[Opening Data supplied section]

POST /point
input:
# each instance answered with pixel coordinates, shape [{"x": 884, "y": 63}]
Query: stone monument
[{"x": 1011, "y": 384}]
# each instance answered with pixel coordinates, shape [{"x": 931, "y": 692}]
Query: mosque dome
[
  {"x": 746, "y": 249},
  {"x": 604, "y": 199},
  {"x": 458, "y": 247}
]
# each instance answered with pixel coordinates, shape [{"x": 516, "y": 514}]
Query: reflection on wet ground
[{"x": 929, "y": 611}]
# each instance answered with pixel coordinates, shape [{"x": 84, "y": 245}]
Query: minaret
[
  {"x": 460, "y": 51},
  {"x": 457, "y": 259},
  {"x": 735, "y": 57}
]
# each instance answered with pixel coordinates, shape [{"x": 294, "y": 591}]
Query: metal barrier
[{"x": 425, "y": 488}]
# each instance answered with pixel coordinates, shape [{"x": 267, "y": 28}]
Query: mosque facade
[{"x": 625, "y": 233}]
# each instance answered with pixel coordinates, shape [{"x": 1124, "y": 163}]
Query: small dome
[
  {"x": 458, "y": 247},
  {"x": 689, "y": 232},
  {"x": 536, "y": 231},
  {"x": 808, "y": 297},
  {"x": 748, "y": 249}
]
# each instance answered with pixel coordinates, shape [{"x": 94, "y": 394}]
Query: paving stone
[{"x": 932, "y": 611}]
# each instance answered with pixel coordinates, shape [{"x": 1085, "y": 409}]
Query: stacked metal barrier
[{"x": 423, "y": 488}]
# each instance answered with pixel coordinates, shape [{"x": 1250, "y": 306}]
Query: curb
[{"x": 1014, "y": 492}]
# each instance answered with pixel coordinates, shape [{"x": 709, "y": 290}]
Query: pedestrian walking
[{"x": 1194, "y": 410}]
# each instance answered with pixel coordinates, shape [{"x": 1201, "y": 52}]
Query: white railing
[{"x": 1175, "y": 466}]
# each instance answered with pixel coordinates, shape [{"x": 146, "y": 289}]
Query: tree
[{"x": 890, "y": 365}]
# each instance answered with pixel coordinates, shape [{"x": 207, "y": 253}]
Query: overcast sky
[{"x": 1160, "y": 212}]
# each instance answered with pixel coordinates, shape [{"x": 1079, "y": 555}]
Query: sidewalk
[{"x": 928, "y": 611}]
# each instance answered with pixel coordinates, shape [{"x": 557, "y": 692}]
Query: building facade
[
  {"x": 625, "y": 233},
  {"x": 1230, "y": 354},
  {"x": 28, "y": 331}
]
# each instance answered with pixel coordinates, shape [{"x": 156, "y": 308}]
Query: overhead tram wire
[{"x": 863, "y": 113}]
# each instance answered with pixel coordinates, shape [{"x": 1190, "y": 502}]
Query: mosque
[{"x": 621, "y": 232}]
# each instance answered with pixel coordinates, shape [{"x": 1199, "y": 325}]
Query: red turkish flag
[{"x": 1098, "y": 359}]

[Closing Data supplied section]

*What needs to be done*: Transcribe the entries exactly.

*Result below*:
POST /point
input:
# each instance answered with pixel coordinates, shape [{"x": 884, "y": 63}]
Query: stone monument
[{"x": 1011, "y": 384}]
# each instance answered with pixel coordinates, shape [{"x": 931, "y": 692}]
Query: mosque dome
[
  {"x": 746, "y": 249},
  {"x": 604, "y": 199},
  {"x": 458, "y": 247}
]
# each instance answered with pixel coordinates, shape [{"x": 516, "y": 514}]
Query: reflection on wet ground
[{"x": 929, "y": 611}]
# each instance answered with pixel coordinates, shape [{"x": 84, "y": 245}]
Query: minaret
[
  {"x": 460, "y": 51},
  {"x": 457, "y": 259},
  {"x": 735, "y": 57}
]
# each instance answered with pixel coordinates, shape [{"x": 294, "y": 591}]
Query: metal barrier
[{"x": 425, "y": 488}]
# each instance answered with pixel coordinates, shape [{"x": 267, "y": 28}]
Query: mosque facade
[{"x": 625, "y": 233}]
# each instance answered with pixel coordinates, shape [{"x": 1124, "y": 163}]
Query: small dome
[
  {"x": 458, "y": 247},
  {"x": 689, "y": 232},
  {"x": 536, "y": 231},
  {"x": 808, "y": 297},
  {"x": 748, "y": 249}
]
# each instance answered with pixel coordinates, shape [{"x": 94, "y": 394}]
Query: paving stone
[{"x": 932, "y": 611}]
# each instance answered with pixel coordinates, shape [{"x": 1085, "y": 409}]
Query: stacked metal barrier
[{"x": 423, "y": 488}]
# each instance answered with pixel coordinates, shape [{"x": 1250, "y": 306}]
Query: curb
[{"x": 1014, "y": 492}]
# each instance answered with pixel coordinates, shape [{"x": 709, "y": 290}]
Query: pedestrian walking
[{"x": 1194, "y": 410}]
# each instance answered with pixel coordinates, shape [{"x": 1201, "y": 52}]
Query: white railing
[{"x": 1175, "y": 466}]
# each instance answered with pixel coordinates, shape [{"x": 146, "y": 289}]
Query: tree
[{"x": 890, "y": 365}]
# each instance answered with pixel coordinates, shape [{"x": 207, "y": 253}]
Query: overcast sky
[{"x": 1160, "y": 212}]
# each instance answered with pixel coordinates, shape [{"x": 1079, "y": 555}]
Query: sidewalk
[{"x": 928, "y": 611}]
# each instance answered with pixel coordinates, shape [{"x": 557, "y": 692}]
Query: building facade
[
  {"x": 625, "y": 233},
  {"x": 1230, "y": 354},
  {"x": 28, "y": 331}
]
# each instance answered with pixel coordinates, shape [{"x": 156, "y": 308}]
Query: overhead tram wire
[{"x": 863, "y": 113}]
# each instance answered with pixel coordinates, shape [{"x": 1190, "y": 502}]
Query: mosque
[{"x": 621, "y": 232}]
# each instance answered with pixel coordinates, shape [{"x": 1199, "y": 325}]
Query: red turkish flag
[{"x": 1098, "y": 359}]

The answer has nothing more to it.